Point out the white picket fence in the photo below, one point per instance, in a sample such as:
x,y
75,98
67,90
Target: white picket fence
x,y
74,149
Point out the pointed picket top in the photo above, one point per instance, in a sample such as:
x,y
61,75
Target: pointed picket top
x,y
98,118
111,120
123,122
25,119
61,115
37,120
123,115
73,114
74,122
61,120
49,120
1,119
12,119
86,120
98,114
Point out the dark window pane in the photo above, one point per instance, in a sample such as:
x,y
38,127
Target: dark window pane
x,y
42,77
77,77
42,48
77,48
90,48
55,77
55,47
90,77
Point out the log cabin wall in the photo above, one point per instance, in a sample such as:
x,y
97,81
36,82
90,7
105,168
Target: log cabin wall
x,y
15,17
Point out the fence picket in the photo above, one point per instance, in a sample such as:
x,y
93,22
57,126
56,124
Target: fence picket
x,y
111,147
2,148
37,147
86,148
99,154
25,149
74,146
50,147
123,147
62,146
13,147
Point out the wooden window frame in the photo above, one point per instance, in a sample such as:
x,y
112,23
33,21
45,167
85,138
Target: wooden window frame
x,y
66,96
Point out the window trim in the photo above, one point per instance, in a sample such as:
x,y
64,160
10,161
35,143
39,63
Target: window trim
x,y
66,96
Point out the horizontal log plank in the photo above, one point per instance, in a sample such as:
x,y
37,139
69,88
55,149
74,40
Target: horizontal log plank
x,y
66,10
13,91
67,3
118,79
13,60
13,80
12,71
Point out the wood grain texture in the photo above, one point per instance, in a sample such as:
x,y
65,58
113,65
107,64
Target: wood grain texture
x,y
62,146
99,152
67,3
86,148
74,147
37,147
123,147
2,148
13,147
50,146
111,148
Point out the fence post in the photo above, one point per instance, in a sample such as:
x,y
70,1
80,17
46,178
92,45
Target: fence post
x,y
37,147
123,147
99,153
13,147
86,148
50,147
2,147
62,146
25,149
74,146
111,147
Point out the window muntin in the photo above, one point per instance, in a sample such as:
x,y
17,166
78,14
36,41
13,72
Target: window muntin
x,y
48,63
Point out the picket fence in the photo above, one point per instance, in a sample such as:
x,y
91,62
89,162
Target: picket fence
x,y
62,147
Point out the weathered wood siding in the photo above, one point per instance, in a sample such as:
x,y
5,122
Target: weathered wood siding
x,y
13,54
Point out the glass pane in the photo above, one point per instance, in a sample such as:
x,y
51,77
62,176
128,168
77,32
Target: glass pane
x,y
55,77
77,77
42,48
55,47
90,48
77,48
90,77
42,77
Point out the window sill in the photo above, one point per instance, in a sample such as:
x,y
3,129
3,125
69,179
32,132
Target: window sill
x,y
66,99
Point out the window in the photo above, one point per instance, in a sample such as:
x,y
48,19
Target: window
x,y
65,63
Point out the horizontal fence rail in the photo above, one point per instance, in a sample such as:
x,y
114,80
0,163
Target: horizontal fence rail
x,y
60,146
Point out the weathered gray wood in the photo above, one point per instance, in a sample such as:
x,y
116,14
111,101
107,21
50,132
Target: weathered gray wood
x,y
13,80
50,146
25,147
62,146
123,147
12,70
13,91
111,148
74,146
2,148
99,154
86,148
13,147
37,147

What needs to be done -> Repeat the listing in full, keeping every line exactly as it is.

Result ->
Point out the white picket fence in the photo below, one point per instance, in a sample such as:
x,y
75,98
67,90
Target: white picket fence
x,y
74,149
Point out the pointed picket top in the photo above, one point per instance, in a sample such as:
x,y
61,75
Target: pointed picket top
x,y
98,118
111,120
123,122
25,119
61,115
37,120
123,115
73,114
74,122
61,120
49,120
1,119
12,119
86,120
98,114
Point out the dark window pane in the photo above, one point per instance, in a sample such as:
x,y
38,127
Target: dark window pane
x,y
42,77
77,77
42,48
77,48
90,48
55,77
55,47
90,77
Point out the log cabin wall in the photo above, one point per instance, in a sample such as:
x,y
97,81
36,82
90,7
105,168
Target: log cabin wall
x,y
15,17
Point out the fence picket in the photo above, one point per instance, in a sample such as:
x,y
93,22
57,126
56,124
Target: fence picket
x,y
111,147
2,148
37,147
86,148
99,154
25,149
74,146
50,147
123,147
62,146
13,147
Point out the wooden window frame in the photo above, one point per instance, in a sample such as:
x,y
112,23
33,21
45,167
85,138
Target: wooden window frame
x,y
66,96
Point out the window trim in the photo above, one point per instance, in a sample such as:
x,y
64,160
10,161
35,143
39,63
Target: window trim
x,y
66,96
Point out the horizontal log plank in the photo above, one point per instance, in a sample such as:
x,y
37,139
69,88
55,149
74,40
Target: horizontal log plank
x,y
66,10
13,91
67,3
118,79
13,60
13,80
12,71
Point out the wood grain texture in the photo above, one point per instance, in a sample such as:
x,y
65,58
113,65
107,64
Target: wood grain texture
x,y
62,146
99,152
67,3
86,148
74,147
37,147
123,147
2,148
13,147
50,146
111,148
Point out the fence post in the photo above, one point per instance, in a sample such as:
x,y
70,1
80,17
46,178
92,45
Target: fence post
x,y
37,147
123,147
99,153
13,147
86,148
50,147
2,147
62,146
25,149
74,146
111,147
Point out the window muntin in the photo above, one point per instance, in a sample such as:
x,y
17,166
78,14
36,41
13,72
Target: window muntin
x,y
48,63
Point out the picket fence in the photo above, one point per instance, in a sample such as:
x,y
91,62
89,162
Target: picket fence
x,y
62,147
Point out the weathered wood siding in the photo above, one point per instance, in a sample such as:
x,y
5,122
Target: weathered wood siding
x,y
13,54
Point out the glass pane in the photo above, one point per instance, in a sample such as:
x,y
51,77
62,176
128,168
77,32
Target: glass pane
x,y
55,77
77,77
42,48
55,47
90,48
77,48
90,77
42,77
Point out the window sill in the photo above, one point per instance, in a sample such as:
x,y
3,129
3,125
69,179
32,132
Target: window sill
x,y
66,99
Point out the window in the photo above, one point per instance, in a sample such as:
x,y
48,19
Target: window
x,y
65,63
Point out the horizontal fence rail in the photo above, one point per instance, in a sample such as:
x,y
114,80
0,163
Target: horizontal fence rail
x,y
60,146
Point out the weathered gray wood in the photo above, one point per instance, in a sample such as:
x,y
116,14
111,101
107,21
50,132
Target: weathered gray wood
x,y
13,80
50,146
25,147
62,146
123,147
12,70
13,91
111,148
74,146
2,148
99,154
86,148
13,147
37,147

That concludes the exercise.